> **Instruções das tarefas**:
(1) Diga se cada afirmação concorda com o texto sobre Mílton Sete Cordas, respondendo sim ou não e citando entre aspas as palavras do texto que decidem: (a) O violão de sete cordas tinha aparência de novo. (b) Aos 15 anos, Mílton já mostrava habilidade com o cavaquinho. (c) A parceria com Avendano Júnior começou no quartel.
(2) Escreva a continuação do texto sobre Mílton Sete Cordas a partir da última frase apresentada.

Não tinha aparência de novo, mas tinha o som da maturidade. As sete cordas amaciadas já estavam acostumadas às pontas dos dedos do dono. Hoje o violonista sem violão, inconformado, pergunta: quem andará dedilhando aquele seu bom e velho companheiro de quase 40 anos de boemia?
De tão inseparáveis que eram, o instrumento acabou virando sobrenome do instrumentista. Mílton da Costa Alves assumiu a identidade do violão que lhe deu fama: virou Mílton Sete Cordas, conhecido codinome da noite pelotense.
Aos 15 anos já demonstrava habilidade com o cavaquinho, tocando nas rodas que se formavam pelas ruas da Várzea e da zona do Porto. Aos 18 ingressou no serviço militar e iniciou no quartel a parceria que continua até hoje com Avendano Júnior.

> **Amostra dos dados**:

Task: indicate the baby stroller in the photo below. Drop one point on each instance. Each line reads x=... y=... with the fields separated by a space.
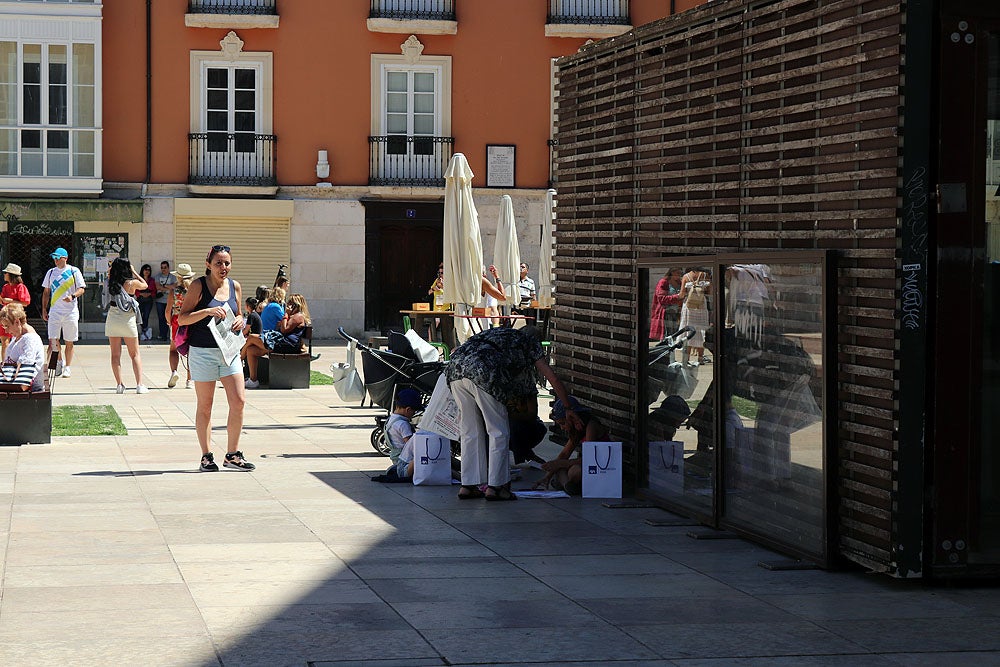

> **Respostas por tarefa**:
(1)
(a) Não: "Não tinha aparência de novo, mas tinha o som da maturidade."
(b) Sim: "Aos 15 anos já demonstrava habilidade com o cavaquinho".
(c) Sim: "iniciou no quartel a parceria que continua até hoje com Avendano Júnior".

(2)
Era final da década de 1950 quando Mílton se alistou para servir à ONU em uma missão de paz na faixa de Gaza. Viajou pela Grécia, pelo Líbano, conheceu lugares como Alexandria e Jerusalém. Entre Egito e Israel fez amizade justamente com os outros músicos da expedição.
O professor e militar Edgard Nogueira, o Gaia, também fazia parte da diligência e “organizou” o grupo que animava a estadia dos soldados. Foi numa dessas apresentações informais que foram ouvidos pelo embaixador do Brasil na cidade do Cairo e convidados a tocar em uma recepção para a Seleção brasileira de futebol. “Nós só tínhamos instrumentos velhos. Aí o Nogueira fez uma relação do que precisávamos e o embaixador mandou vir tudo novo da Itália e também mandou confeccionar uma roupa pra nós” lembra Mílton, que, em traje de gala, tocou para uma plateia de craques como o Garrincha e o Pelé em um hotel do Cairo.
De volta ao Brasil, em 1961, passou a trabalhar no setor de transportes da Embrapa. Foi também motorista de ônibus nas linhas entre Pelotas e Porto Alegre, Chuí e Camaquã. Em 1991 se aposentou. Comprou um táxi para seguir trabalhando, mas acabou vendendo o carro cinco anos depois. “Depois que a gente fica velho não consegue mais emprego, aí só me restou a música.”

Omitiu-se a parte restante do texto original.